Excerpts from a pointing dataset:

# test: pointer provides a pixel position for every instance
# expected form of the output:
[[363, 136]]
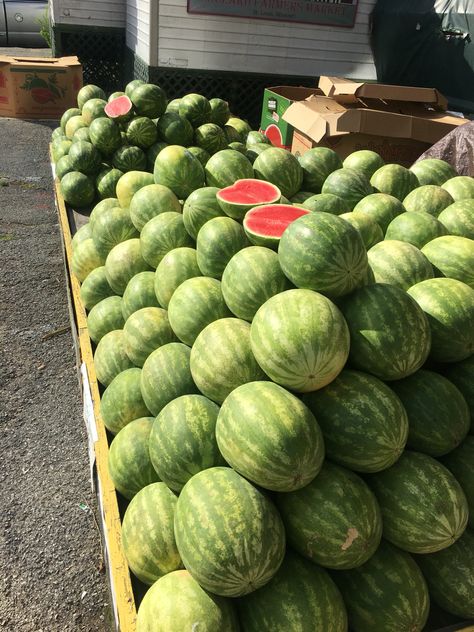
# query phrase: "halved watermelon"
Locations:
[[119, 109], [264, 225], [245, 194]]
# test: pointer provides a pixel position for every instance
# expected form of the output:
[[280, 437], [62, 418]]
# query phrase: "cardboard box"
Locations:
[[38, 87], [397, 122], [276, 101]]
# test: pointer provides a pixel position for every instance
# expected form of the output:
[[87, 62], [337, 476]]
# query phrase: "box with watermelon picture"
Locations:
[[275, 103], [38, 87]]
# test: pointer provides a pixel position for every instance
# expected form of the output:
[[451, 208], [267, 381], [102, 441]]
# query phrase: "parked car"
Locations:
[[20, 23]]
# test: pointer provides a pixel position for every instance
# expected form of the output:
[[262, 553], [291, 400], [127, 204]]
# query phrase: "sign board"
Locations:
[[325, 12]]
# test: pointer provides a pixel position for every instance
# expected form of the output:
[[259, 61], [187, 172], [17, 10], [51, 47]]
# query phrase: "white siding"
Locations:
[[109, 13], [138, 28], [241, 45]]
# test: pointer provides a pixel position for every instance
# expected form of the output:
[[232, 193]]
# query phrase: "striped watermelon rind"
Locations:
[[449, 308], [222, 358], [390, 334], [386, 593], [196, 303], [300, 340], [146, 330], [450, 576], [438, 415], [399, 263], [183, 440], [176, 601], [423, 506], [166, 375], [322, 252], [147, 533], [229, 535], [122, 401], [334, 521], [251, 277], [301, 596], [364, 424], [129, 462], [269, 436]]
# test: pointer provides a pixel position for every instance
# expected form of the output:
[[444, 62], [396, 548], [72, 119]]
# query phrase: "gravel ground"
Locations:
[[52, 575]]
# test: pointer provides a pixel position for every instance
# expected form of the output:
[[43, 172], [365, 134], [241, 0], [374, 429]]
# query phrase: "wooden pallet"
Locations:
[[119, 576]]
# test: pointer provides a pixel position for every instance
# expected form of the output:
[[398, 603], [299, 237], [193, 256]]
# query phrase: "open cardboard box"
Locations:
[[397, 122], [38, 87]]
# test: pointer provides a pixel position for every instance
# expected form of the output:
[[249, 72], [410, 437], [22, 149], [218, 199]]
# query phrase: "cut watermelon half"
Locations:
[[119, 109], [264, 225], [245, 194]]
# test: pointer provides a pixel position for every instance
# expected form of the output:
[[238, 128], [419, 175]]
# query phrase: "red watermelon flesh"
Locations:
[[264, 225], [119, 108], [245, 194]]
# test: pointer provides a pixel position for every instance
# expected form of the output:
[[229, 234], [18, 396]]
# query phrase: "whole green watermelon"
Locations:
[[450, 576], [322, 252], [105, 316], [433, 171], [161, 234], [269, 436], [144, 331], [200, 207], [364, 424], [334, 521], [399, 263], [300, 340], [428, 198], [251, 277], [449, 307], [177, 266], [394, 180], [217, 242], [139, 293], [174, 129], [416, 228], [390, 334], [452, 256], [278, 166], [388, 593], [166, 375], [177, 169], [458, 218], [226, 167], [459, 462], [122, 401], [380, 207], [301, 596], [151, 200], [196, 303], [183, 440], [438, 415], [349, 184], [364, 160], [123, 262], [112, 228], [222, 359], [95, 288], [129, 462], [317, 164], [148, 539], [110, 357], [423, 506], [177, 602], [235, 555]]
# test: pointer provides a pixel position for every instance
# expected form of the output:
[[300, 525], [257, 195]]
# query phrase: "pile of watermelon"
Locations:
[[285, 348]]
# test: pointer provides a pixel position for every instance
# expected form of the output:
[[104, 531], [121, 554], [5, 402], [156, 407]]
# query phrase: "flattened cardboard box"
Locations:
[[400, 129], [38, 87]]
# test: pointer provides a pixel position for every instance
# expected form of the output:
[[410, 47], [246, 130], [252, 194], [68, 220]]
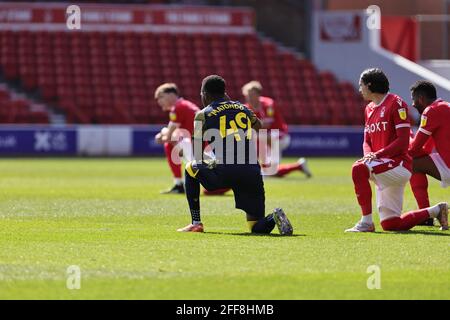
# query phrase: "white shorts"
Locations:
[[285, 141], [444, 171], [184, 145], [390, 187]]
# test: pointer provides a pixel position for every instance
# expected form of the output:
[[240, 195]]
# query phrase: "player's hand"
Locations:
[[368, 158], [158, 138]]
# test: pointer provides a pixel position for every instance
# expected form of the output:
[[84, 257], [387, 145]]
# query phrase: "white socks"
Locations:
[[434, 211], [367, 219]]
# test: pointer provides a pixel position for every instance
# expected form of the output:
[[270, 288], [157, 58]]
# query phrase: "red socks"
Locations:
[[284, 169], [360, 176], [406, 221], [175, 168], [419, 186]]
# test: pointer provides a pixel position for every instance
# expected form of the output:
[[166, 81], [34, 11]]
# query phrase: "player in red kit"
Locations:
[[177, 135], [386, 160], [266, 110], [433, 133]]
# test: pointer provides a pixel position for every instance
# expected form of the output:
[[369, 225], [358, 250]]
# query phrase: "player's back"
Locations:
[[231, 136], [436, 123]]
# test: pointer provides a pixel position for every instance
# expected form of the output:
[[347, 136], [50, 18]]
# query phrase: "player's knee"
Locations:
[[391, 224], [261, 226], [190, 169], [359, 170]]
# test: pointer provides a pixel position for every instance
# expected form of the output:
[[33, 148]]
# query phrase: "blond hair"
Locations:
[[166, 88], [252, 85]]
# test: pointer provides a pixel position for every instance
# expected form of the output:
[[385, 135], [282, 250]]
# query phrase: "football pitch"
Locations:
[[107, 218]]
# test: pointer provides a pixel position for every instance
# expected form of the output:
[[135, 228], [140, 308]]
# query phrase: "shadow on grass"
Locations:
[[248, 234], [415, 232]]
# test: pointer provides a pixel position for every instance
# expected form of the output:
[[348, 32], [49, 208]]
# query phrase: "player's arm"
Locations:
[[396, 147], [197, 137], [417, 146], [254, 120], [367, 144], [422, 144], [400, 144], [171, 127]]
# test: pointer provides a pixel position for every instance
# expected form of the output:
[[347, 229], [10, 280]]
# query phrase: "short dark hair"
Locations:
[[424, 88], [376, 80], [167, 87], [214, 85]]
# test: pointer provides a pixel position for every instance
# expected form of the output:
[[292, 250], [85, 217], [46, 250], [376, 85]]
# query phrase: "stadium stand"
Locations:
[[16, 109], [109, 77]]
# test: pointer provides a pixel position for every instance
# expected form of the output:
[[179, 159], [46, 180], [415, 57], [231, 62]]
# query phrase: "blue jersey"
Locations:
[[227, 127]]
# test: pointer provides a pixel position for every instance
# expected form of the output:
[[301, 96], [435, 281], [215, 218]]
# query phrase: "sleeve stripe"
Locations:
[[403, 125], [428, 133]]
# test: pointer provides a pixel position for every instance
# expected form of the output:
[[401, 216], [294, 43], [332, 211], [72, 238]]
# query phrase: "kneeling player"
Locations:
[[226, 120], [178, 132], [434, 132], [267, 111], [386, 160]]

TASK BRIEF — Write out every line of the listing above as it appears, but omit the pictures.

TASK RESPONSE —
# test: pointer provides a pixel position for every instance
# expected form of the output:
[[363, 136]]
# query phrase: "halved watermelon"
Locations:
[[119, 109], [264, 225], [245, 194]]
# test: pointer provides a pixel position for every instance
# expected form of the output:
[[280, 437], [62, 418]]
# query phrase: "cardboard box"
Locations:
[[38, 87], [397, 122], [276, 101]]
# test: pointer provides a pixel position for every instance
# expected form of the output:
[[87, 62], [337, 476]]
# query phrase: "box with watermelon picture"
Locations:
[[275, 103], [38, 87]]
# test: pointer provides a pixel position for every instance
# expected form of the output:
[[451, 208], [267, 381], [102, 441]]
# query phrase: "parked car"
Locations:
[[20, 23]]
# test: pointer provides a pixel position for every instance
# expected form of the output:
[[262, 553], [291, 400], [127, 204]]
# query phrase: "sign board"
Locations:
[[325, 12]]
# test: pointer provides a pixel position for every instance
# expected form of the output:
[[259, 61], [187, 172], [17, 10], [51, 47]]
# query phrase: "white siding"
Locations:
[[109, 13], [138, 28], [241, 45]]
# test: pointer provides a pixel position for every instance
# expected form of the output:
[[232, 193]]
# query phrase: "striped watermelon rind"
Locations:
[[449, 308], [222, 358], [390, 334], [386, 593], [196, 303], [300, 340], [146, 330], [450, 576], [438, 415], [399, 263], [183, 440], [176, 601], [423, 506], [166, 375], [322, 252], [147, 533], [229, 535], [122, 401], [334, 521], [251, 277], [301, 596], [364, 424], [129, 462], [269, 436]]
# test: pointer provides a pixel position for every instance
# expected form of the output:
[[444, 62], [396, 548], [72, 119]]
# query phrase: "gravel ground"
Locations:
[[52, 575]]
# test: pointer provides a pixel position for every instance
# expected form of the output:
[[43, 172], [365, 134], [241, 0], [374, 429]]
# query phrase: "wooden pallet"
Locations:
[[119, 576]]
# test: pointer provides a pixel position for every instance
# expected form of the output:
[[398, 603], [299, 237], [193, 256]]
# query phrase: "open cardboard box"
Locations:
[[397, 122], [38, 87]]
# test: pointer provides a pixel position for every instance
# expected form of the output:
[[249, 72], [410, 437], [22, 149], [218, 199]]
# query phrase: "cut watermelon half"
Locations:
[[119, 109], [264, 225], [245, 194]]
# test: pointer provides a pixel position for every instance
# expected form of the output:
[[238, 128], [419, 175]]
# query phrase: "red watermelon flesh"
Locations:
[[264, 225], [119, 108], [245, 194]]
# test: pointer provides a pixel position for every instance
# expected form of the output:
[[229, 234], [18, 396]]
# query phrase: "whole green watermelon"
Locations:
[[450, 576], [322, 252], [105, 316], [433, 171], [161, 234], [269, 436], [144, 331], [200, 207], [364, 424], [334, 521], [399, 263], [300, 340], [428, 198], [251, 277], [449, 307], [177, 266], [394, 180], [217, 242], [139, 293], [174, 129], [416, 228], [390, 334], [452, 256], [278, 166], [388, 593], [166, 375], [177, 169], [458, 218], [226, 167], [459, 462], [122, 401], [380, 207], [301, 596], [151, 200], [196, 303], [183, 440], [438, 415], [349, 184], [364, 160], [123, 262], [112, 228], [222, 359], [95, 288], [129, 462], [317, 164], [148, 539], [110, 357], [423, 506], [177, 602], [235, 555]]
# test: pointer provides a pixel position for every instance
# expected form of the output:
[[300, 525], [257, 195]]
# query phrase: "pile of watermelon"
Locations:
[[285, 348]]
# test: pointer provides a pixel position for every instance
# expected form of the output:
[[104, 531], [121, 554], [5, 402], [156, 407]]
# query phrase: "flattened cardboard box"
Locations:
[[400, 129], [38, 87]]
# test: pointer provides a pixel position for every instance
# expected form of the output:
[[410, 47], [246, 130], [252, 194], [68, 220]]
# query phrase: "white shorts"
Locations:
[[285, 141], [444, 171], [184, 145], [390, 187]]
# test: pointer provides a pixel position for every instance
# expected form of the output:
[[240, 195]]
# query phrase: "player's hand"
Locations:
[[368, 158], [158, 138]]
# test: pointer provides a pixel position for every instance
# expected form of the output:
[[84, 257], [387, 145]]
# query phrase: "white socks"
Locations:
[[434, 211], [367, 219]]
# test: pointer provides a pixel position for every instance
# expected form of the output:
[[270, 288], [157, 58]]
# query phrase: "red socks"
Locations:
[[284, 169], [360, 176], [406, 221], [175, 168], [419, 186]]
# test: pointer provides a pixel position for every instance
# expected form of the output:
[[166, 81], [34, 11]]
# query phrase: "player in red kit"
Locations:
[[177, 135], [386, 160], [266, 110], [433, 133]]
# test: pointer provides a pixel position for every instance
# expected form of the output:
[[369, 225], [358, 250]]
# query phrase: "player's back"
Locations:
[[231, 136], [436, 123]]
# test: pointer provides a pixel position for every instance
# expected form of the output:
[[347, 136], [50, 18]]
# query phrase: "player's knee"
Locations:
[[391, 224], [261, 226], [190, 169], [359, 170]]
# test: pointer provides a pixel position for every instance
# expected form of the output:
[[33, 148]]
# query phrase: "blond hair"
Locations:
[[166, 88], [252, 85]]
# test: pointer provides a pixel position for every instance
# expected form of the output:
[[385, 135], [282, 250]]
# query phrase: "football pitch"
Locations:
[[107, 218]]
# test: pointer provides a pixel position for every instance
# expected form of the output:
[[135, 228], [140, 308]]
# query phrase: "shadow on grass"
Locations:
[[248, 234], [415, 232]]
# test: pointer provides a pixel position for every instance
# expected form of the output:
[[348, 32], [49, 208]]
# query phrase: "player's arm"
Locations:
[[396, 147], [197, 137], [417, 146], [254, 120], [367, 144], [422, 144], [400, 144], [171, 127]]
# test: pointer provides a pixel position for every instance
# expected form of the output:
[[347, 229], [10, 280]]
# query phrase: "short dark hair"
Locations:
[[424, 88], [376, 80], [167, 87], [214, 85]]
# test: pointer provides a pixel position for every instance
# expected form of the output:
[[292, 250], [85, 217], [46, 250], [376, 85]]
# query phrase: "stadium stand"
Locations:
[[16, 109], [109, 77]]
# test: pointer provides a pixel position for every instance
# expected form of the output:
[[179, 159], [46, 180], [415, 57], [231, 62]]
# query phrase: "blue jersey"
Locations:
[[227, 127]]
# test: pointer provides a pixel position for every instance
# expected form of the output:
[[301, 96], [435, 281], [215, 218]]
# query phrase: "sleeve stripe"
Locations:
[[403, 125], [428, 133]]
# test: pointer provides a pixel position for every instance
# expected form of the output:
[[401, 216], [294, 43], [332, 211], [72, 238]]
# query phrase: "kneeling player"
Locations:
[[226, 120], [178, 132], [434, 132], [267, 111], [386, 160]]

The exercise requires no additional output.